═════ Passage provided
Aretha Franklin shed blood, sweat and tears for Amazing Grace
Aretha Franklin’s “Amazing Grace” documentary was long held up from release due to technical and then legal issues. But 46 years after being shot, it premiered at the DOC NYC festival last month, before its weeklong run at Manhattan’s Film Forum, starting Friday.
The long delay, insists Franklin’s niece Sabrina Owens, was never about her aunt having creative differences over the movie, which captures the recording of her “Amazing Grace” gospel album at Los Angeles’ New Temple Missionary Baptist Church in 1972.
“Aretha always loved the film — she told me that,” says Owens, who is executor of Franklin’s estate. “The issue with her obviously wasn’t the content.”
The family gave their blessing for the film’s release after they screened it at the Charles H. Wright Museum of African American History in Detroit, just weeks after Franklin’s death in August, from pancreatic cancer.
“We all thought that, yes, it should be out there,” Owens says. “It’s one thing to hear the album, it’s another thing to see her make it, when she’s putting blood, sweat and tears into her performance.”
Now the film is getting an Oscar push. “We should be getting the Queen her due,” says producer Alan Elliott, who respected Franklin’s wishes not to have “Amazing Grace” released while she was alive — reportedly, in part, because she knew that it would serve as her ultimate eulogy. “I always want to do right by her.”
In addition to Franklin, the documentary showcases the late gospel great, the Rev. James Cleveland, and his Southern California Community Choir.
“I was amazed — I just couldn’t believe I was singing with the Queen of Soul,” says Mary Ann Hall, who at 69 is still a member of the choir, now called the LA Chapter of the Gospel Music Workshop of America. “She was so personable ... and she fed us well.”
In addition to backing up Franklin, Hall, an alto, played another key role on the first of two performance nights.
“At that time,” she says, “I was the hairdresser for the choir. I was touching everybody up, and Aretha said, ‘Well, you can touch me up!’ And I patted her hair down to get it just perfect, get that Afro in shape. I was so honored.”
══════════
═════ Dataset excerpts
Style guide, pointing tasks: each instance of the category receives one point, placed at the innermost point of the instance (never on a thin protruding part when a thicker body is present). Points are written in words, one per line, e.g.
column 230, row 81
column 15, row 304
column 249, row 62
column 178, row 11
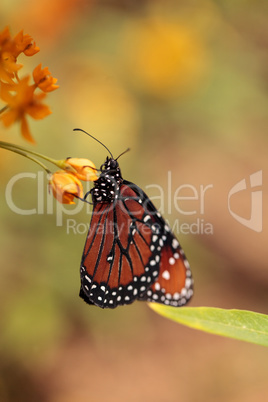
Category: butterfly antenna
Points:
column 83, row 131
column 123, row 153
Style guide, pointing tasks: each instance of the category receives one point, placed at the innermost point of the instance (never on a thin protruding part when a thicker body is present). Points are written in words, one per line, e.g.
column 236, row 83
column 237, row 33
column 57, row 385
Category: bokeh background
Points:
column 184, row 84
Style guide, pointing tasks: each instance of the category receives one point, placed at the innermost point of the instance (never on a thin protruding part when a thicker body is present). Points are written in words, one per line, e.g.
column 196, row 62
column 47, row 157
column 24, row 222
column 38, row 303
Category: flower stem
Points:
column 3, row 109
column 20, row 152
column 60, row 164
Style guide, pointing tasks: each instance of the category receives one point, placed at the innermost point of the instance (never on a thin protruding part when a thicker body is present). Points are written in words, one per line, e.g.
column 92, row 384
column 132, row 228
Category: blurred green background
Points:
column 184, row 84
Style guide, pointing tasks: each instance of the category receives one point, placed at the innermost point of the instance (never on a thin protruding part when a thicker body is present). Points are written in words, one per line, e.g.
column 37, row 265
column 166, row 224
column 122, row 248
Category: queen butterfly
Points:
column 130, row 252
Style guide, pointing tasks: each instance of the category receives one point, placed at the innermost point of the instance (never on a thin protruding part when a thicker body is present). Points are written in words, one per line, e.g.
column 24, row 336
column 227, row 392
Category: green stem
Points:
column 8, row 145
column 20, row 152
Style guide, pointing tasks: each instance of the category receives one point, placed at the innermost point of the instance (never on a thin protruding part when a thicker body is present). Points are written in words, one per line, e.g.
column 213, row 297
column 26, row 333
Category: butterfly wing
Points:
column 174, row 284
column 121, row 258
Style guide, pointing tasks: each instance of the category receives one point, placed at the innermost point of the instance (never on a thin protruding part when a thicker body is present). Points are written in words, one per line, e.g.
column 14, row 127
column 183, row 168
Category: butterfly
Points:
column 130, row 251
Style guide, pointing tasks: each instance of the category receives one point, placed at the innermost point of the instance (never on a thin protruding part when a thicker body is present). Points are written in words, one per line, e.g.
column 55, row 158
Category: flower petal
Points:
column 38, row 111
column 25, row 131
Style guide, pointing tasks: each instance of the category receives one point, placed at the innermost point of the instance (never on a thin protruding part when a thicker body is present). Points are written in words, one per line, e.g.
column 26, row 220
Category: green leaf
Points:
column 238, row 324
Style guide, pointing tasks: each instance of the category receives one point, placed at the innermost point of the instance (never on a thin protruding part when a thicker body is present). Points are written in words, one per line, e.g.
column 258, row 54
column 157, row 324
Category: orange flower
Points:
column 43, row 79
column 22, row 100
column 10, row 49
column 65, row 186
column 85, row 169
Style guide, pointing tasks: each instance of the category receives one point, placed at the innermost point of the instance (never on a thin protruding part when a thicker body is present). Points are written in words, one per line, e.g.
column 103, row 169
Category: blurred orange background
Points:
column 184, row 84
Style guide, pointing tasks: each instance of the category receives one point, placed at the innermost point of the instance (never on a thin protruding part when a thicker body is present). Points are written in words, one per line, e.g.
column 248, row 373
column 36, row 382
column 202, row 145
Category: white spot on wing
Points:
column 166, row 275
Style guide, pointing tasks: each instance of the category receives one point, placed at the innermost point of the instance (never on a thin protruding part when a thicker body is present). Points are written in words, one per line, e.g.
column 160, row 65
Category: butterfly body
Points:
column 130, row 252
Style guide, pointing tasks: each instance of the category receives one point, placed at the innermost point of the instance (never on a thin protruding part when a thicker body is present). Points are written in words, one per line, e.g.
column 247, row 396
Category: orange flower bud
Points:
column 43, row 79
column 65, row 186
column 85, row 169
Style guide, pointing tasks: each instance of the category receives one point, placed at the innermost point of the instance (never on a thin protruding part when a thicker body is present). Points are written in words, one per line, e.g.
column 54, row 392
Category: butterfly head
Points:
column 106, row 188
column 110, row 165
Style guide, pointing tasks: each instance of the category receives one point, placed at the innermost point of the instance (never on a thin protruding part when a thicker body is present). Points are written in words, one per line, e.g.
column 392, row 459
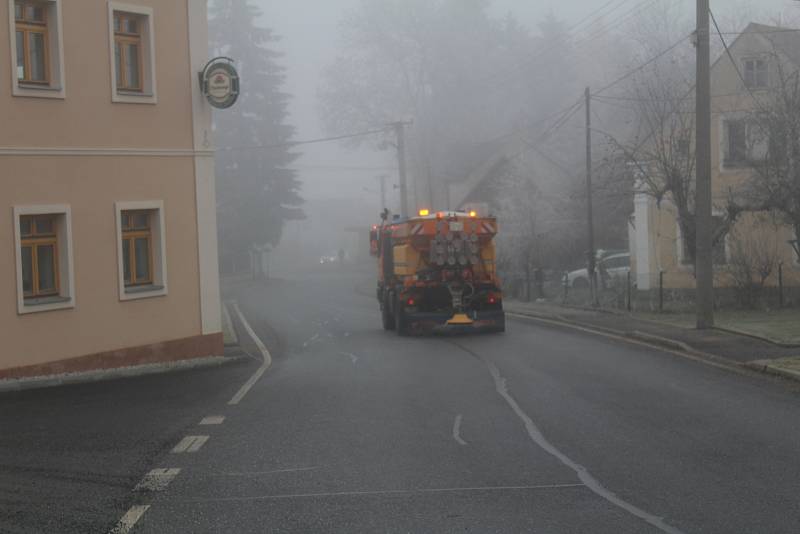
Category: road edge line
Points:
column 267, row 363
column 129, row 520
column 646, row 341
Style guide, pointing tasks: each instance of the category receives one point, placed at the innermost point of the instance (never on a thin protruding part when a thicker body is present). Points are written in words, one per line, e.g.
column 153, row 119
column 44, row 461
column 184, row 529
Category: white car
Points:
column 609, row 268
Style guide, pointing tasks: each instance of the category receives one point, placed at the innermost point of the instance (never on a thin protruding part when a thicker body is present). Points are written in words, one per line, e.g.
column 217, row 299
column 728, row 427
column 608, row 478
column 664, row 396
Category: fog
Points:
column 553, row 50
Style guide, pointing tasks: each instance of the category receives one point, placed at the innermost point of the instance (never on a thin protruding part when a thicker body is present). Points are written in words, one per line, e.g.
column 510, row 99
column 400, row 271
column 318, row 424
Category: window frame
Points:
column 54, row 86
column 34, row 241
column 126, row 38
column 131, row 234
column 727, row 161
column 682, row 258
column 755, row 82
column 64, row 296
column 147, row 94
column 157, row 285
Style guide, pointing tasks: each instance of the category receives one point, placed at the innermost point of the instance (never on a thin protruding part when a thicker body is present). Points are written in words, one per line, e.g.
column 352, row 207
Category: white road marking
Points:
══════════
- _About this exercise_
In the article about Aretha Franklin's "Amazing Grace" documentary, what job did Mary Ann Hall do for the choir at that time, besides singing?

- _Task answer_
She was the choir's hairdresser.